» Problem description
Continue the report on the Pakistani federal cabinet's review of vaccine pricing, starting after its final sentence.

The federal cabinet of Pakistan is seeking checks on a vaccine monopoly by reviewing the costing model under the national production policy [1].
This move addresses concerns that pharmaceutical companies producing vaccines locally have engaged in monopolistic practices. By questioning current pricing structures, the government aims to lower the cost of essential medicines for the population [1].
Officials are reviewing how locally manufactured vaccines are priced to determine if the costs align with production realities [2]. The cabinet has agreed to provide a buy-back guarantee for these vaccines, a measure intended to stabilize the market and encourage sustainable production without allowing price gouging [1].
This regulatory shift comes as the government evaluates the balance between incentivizing local pharmaceutical industry growth and protecting public health interests [2]. The review of the costing model is expected to provide a more transparent framework for how vaccine prices are set and maintained across the country [1].

» Extracted material
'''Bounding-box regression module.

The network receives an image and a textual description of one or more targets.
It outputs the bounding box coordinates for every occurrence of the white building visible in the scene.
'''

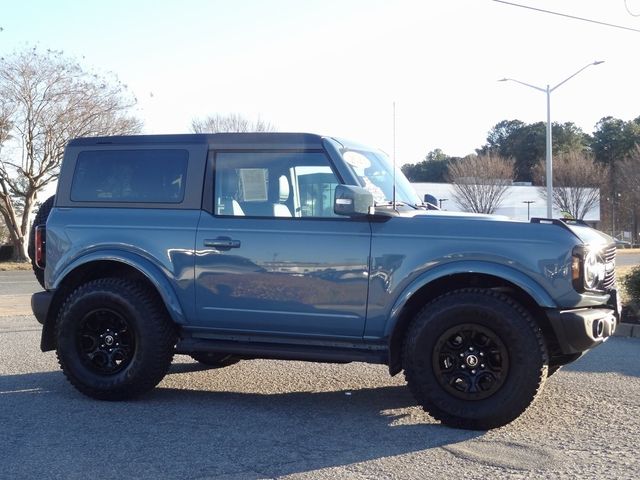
[411,183,600,223]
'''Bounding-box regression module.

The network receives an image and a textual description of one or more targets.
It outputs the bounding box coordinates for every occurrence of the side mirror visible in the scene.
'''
[333,185,373,217]
[424,193,440,210]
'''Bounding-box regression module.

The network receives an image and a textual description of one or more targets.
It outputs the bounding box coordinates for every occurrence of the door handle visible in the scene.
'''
[204,237,240,250]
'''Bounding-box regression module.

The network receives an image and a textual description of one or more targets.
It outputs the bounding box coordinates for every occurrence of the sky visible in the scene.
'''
[0,0,640,165]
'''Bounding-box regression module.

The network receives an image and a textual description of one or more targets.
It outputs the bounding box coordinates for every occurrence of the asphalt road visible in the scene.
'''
[0,274,640,480]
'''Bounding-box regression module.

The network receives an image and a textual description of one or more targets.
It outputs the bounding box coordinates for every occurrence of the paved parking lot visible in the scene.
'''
[0,272,640,479]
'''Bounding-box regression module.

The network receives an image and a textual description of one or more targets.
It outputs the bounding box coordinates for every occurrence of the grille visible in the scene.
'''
[602,245,616,290]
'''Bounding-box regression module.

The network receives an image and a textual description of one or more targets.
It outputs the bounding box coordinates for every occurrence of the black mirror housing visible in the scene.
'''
[333,185,373,217]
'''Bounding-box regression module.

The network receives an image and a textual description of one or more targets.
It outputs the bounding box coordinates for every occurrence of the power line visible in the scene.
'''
[493,0,640,33]
[624,0,640,17]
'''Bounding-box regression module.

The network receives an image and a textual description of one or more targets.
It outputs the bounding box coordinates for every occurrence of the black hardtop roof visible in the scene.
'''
[67,132,322,148]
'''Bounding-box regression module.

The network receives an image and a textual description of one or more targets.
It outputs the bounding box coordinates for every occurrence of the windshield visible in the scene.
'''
[342,149,421,205]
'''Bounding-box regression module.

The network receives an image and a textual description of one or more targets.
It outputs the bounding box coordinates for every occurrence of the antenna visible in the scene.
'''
[391,101,396,210]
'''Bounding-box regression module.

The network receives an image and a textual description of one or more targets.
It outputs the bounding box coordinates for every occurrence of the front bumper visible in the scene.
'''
[547,308,619,354]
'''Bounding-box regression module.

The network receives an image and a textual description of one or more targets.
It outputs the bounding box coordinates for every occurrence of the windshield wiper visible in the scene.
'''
[373,200,419,210]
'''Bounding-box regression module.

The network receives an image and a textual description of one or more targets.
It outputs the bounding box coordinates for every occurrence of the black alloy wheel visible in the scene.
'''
[76,309,136,375]
[433,323,509,400]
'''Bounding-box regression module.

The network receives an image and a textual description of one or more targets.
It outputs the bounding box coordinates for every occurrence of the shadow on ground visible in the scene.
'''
[0,365,481,479]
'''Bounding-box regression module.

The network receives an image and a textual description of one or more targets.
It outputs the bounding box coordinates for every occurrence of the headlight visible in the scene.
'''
[584,251,606,290]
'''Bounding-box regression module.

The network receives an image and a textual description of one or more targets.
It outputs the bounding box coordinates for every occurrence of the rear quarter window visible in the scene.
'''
[71,149,189,203]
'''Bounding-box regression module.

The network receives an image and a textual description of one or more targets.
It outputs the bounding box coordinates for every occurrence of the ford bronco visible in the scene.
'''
[31,133,619,429]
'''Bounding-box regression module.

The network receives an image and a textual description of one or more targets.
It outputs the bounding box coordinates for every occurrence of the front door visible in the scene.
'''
[196,151,371,339]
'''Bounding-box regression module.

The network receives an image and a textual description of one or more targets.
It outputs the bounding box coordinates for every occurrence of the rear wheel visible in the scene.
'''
[57,278,176,400]
[403,289,548,430]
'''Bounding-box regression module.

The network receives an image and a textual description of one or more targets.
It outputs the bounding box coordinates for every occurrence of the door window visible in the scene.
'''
[214,152,339,218]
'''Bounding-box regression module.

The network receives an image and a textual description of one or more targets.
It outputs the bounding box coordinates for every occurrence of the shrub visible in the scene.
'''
[622,266,640,302]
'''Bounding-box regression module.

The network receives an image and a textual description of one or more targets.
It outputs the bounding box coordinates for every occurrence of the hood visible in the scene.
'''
[401,210,615,247]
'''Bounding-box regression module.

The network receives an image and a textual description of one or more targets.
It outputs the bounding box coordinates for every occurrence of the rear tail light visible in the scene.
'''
[34,225,47,269]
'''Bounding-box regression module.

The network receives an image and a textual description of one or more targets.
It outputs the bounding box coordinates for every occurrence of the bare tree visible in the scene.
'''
[448,153,515,213]
[533,151,607,219]
[191,113,276,133]
[617,145,640,238]
[0,48,141,261]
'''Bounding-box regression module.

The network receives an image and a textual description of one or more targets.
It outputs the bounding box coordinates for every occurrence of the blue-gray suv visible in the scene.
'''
[30,133,619,429]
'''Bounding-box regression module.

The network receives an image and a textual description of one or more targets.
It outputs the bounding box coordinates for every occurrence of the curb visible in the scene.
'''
[613,323,640,338]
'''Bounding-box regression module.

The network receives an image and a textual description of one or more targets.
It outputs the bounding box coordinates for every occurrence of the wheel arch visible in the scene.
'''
[41,252,186,351]
[385,271,557,375]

» Response to this task
While the cabinet has not yet released a specific timeline for the implementation of the new pricing rules, the agreement on the buy-back guarantee marks a significant step in the state's intervention into the pharmaceutical sector [2].
“The federal cabinet of Pakistan is seeking checks on a vaccine monopoly.”
The Pakistani government's intervention suggests a shift toward a more protectionist and regulated healthcare market. By implementing a buy-back guarantee, the state is assuming more financial risk to break the pricing power of private pharmaceutical firms, which could lead to lower costs for citizens but may create tension with local industry investors.